GOAL:
Omit the pictures, then reproduce every remaining record exactly.

GIVEN DATA:
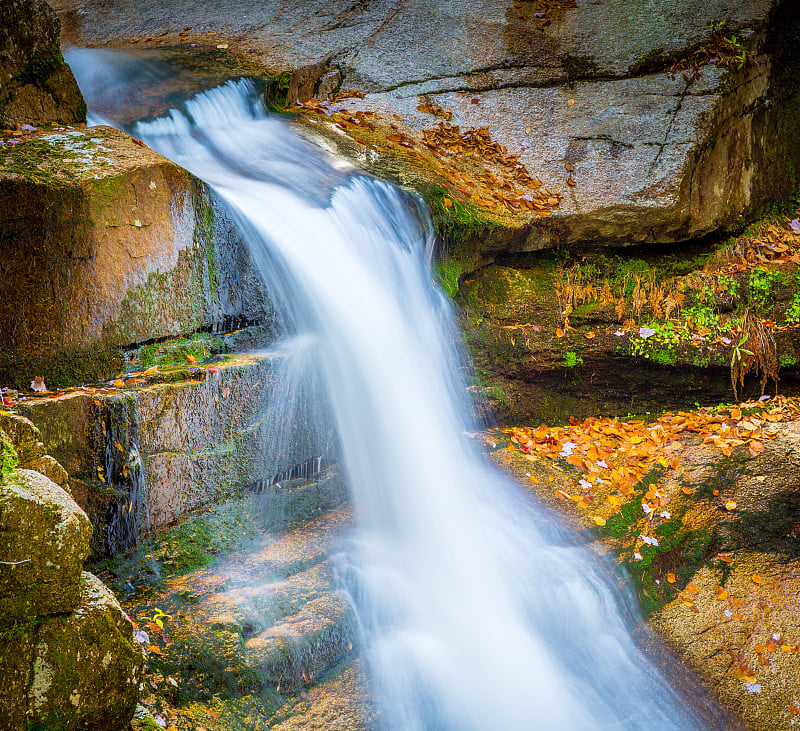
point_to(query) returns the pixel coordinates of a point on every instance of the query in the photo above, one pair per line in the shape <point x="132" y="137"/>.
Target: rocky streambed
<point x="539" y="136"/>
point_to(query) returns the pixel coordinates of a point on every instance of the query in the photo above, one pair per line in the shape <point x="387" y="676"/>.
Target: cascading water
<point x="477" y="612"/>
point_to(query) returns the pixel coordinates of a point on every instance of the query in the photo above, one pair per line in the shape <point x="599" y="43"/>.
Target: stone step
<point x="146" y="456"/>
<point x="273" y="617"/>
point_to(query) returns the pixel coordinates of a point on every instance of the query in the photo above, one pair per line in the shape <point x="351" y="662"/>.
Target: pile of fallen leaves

FINISHED TASK:
point_to(query) returns the pixel coordinates of a point on every instance of the query in the photo above, one pair per line in the shape <point x="132" y="137"/>.
Target: rocky streambed
<point x="539" y="136"/>
point_to(query) returns the pixel coordinates of a point on every instance of the query in the photo above, one pair per line in the shape <point x="387" y="676"/>.
Target: cascading water
<point x="477" y="612"/>
point_to(query) returns the pixel coordinates of a point on every instance of the query in the photo above, one pair per line in the shape <point x="599" y="43"/>.
Target: stone step
<point x="146" y="456"/>
<point x="273" y="617"/>
point_to(query) returns the pixel coordinates of a point on every instance of the query in the photo above, one pair per line in the shape <point x="351" y="662"/>.
Target: pile of fallen leaves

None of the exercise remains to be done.